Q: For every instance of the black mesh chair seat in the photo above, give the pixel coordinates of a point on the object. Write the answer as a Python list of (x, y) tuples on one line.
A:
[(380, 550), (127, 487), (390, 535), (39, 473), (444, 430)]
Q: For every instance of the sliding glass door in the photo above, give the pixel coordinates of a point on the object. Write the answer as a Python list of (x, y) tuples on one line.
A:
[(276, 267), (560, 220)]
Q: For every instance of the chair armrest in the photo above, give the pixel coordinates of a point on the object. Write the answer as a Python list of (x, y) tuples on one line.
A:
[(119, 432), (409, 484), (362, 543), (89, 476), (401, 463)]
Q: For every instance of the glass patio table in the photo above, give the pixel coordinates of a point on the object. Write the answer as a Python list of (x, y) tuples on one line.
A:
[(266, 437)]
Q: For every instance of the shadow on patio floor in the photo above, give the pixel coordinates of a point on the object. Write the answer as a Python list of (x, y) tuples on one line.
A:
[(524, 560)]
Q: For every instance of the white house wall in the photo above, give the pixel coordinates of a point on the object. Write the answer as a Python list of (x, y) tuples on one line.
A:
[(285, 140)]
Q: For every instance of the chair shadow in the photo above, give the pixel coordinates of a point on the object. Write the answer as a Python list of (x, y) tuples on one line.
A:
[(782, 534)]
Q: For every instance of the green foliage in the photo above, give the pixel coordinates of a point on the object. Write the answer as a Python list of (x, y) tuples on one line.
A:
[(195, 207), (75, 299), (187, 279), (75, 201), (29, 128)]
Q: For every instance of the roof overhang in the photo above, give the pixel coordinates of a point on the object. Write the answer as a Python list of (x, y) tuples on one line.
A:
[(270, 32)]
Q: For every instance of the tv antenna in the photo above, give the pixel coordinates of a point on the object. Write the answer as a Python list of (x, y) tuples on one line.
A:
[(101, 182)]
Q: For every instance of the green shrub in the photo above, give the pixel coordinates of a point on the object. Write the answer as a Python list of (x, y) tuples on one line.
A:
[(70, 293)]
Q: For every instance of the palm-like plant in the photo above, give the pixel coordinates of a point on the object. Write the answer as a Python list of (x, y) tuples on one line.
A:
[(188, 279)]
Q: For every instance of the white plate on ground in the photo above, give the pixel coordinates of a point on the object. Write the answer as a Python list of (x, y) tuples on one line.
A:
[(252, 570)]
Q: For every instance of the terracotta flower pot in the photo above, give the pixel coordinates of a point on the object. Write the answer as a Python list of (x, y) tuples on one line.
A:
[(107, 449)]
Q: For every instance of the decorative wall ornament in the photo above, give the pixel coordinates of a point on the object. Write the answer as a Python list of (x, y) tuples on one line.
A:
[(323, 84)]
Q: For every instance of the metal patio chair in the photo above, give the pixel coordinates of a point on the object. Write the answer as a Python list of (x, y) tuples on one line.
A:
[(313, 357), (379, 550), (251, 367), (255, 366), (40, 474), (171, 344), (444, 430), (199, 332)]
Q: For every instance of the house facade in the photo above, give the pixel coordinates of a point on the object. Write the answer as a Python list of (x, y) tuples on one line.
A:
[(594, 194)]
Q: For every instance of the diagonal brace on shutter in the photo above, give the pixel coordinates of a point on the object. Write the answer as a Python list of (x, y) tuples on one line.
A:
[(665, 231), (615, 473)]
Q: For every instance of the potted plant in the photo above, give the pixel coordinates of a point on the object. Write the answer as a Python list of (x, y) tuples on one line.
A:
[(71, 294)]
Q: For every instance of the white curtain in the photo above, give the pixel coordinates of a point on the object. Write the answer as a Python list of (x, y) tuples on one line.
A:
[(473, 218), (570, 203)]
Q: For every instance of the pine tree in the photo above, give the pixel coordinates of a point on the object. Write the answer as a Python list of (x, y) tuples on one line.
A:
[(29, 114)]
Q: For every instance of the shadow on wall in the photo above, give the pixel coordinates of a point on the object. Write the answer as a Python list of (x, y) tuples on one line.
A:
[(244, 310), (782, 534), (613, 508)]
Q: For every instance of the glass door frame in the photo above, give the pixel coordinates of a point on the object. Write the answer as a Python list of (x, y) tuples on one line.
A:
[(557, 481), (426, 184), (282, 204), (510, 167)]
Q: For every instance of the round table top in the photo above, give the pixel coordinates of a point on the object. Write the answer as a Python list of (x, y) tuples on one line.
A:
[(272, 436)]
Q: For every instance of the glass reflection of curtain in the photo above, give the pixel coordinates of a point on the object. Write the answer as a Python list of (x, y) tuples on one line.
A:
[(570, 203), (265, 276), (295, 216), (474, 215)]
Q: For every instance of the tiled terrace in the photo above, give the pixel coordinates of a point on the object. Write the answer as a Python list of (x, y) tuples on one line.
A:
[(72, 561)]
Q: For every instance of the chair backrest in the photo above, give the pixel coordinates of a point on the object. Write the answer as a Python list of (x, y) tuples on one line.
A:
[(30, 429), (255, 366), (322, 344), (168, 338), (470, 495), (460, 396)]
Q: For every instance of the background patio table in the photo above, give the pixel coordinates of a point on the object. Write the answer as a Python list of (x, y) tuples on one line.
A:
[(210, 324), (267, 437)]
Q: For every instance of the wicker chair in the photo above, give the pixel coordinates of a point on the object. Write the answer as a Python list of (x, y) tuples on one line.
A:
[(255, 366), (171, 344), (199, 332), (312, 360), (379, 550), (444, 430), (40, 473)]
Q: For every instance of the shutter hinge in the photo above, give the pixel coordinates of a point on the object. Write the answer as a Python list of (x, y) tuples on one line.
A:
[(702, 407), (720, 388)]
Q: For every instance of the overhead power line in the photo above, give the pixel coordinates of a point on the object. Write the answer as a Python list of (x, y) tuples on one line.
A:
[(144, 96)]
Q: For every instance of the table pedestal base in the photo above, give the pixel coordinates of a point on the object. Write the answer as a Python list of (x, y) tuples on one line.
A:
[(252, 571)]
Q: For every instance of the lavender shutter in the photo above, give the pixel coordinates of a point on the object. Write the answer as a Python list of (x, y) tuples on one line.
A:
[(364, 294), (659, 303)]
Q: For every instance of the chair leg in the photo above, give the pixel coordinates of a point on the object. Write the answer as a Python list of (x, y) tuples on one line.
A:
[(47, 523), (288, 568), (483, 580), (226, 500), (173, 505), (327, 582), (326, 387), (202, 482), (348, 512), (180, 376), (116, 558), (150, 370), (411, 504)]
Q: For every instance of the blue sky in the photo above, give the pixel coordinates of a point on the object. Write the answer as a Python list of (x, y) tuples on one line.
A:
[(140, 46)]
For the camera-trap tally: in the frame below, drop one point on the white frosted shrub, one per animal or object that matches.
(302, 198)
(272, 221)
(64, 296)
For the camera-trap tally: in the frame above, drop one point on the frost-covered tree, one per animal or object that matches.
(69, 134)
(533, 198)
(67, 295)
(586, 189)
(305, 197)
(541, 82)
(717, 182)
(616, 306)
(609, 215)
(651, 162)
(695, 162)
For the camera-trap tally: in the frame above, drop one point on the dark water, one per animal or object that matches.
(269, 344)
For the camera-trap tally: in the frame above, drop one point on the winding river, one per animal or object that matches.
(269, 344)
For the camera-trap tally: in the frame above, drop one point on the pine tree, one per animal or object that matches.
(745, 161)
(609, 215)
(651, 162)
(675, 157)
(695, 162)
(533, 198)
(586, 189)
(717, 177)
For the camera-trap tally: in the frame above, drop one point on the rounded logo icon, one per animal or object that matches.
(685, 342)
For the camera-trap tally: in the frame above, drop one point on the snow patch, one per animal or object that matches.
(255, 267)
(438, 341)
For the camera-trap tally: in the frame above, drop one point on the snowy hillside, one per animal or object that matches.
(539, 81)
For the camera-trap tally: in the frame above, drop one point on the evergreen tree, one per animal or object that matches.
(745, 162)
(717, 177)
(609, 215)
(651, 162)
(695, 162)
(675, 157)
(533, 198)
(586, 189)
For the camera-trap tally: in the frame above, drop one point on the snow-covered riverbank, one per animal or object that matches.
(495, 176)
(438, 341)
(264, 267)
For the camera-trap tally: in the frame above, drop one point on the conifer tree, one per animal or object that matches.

#####

• Consigne: Réécrivez les lignes depuis celle qui contient "Q: For every instance of the wicker" jusqu'à celle qui contient "430), (40, 473)]", toutes deux incluses, en remplaçant "wicker" par "rattan" sans rien modifier d'autre.

• Solution complète:
Q: For every instance of the rattan chair in the photo above, give the pixel coordinates of a point on the object. Write the answer as a Python list of (x, y) tuples on one line.
A:
[(255, 366), (171, 344), (199, 332), (312, 360), (379, 550), (444, 430), (40, 473)]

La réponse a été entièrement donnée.